-- begin SOURCE RECORDS --
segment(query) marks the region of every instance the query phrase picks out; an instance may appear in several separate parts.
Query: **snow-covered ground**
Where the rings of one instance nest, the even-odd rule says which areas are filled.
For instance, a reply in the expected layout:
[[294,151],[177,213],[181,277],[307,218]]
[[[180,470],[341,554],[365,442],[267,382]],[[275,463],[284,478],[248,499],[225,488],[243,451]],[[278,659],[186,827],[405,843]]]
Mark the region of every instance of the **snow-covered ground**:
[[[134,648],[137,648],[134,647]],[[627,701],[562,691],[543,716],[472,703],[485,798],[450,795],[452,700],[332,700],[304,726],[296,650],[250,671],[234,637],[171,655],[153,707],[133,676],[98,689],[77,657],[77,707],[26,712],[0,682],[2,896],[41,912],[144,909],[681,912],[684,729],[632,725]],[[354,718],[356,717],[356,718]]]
-- end SOURCE RECORDS --
Rewrite the entries above with "snow-covered ground" changed to "frozen lake surface" wherever it occurs, keeping every other character the same.

segment(query) marks the region of every instance the query phrase picks out; an instance may appear in several separate parts.
Query: **frozen lake surface**
Where the rings of one instance nest, the even-odd rule says which areas are filled.
For instance, a reply in the expected layout:
[[294,151],[177,213],[181,277],[307,218]]
[[[180,470],[341,554],[365,442],[267,382]],[[275,463],[284,478],[248,499],[225,488],[243,451]],[[278,659],[186,827],[405,843]]]
Mark the region of every instance of the **frozen lake surface**:
[[[134,648],[137,648],[134,647]],[[627,701],[562,691],[543,716],[472,703],[485,798],[450,795],[452,700],[332,700],[304,726],[296,650],[250,671],[234,637],[171,655],[153,707],[133,676],[98,689],[77,657],[77,707],[26,712],[0,682],[2,896],[41,912],[144,909],[681,912],[684,729],[632,725]],[[354,718],[356,717],[356,718]]]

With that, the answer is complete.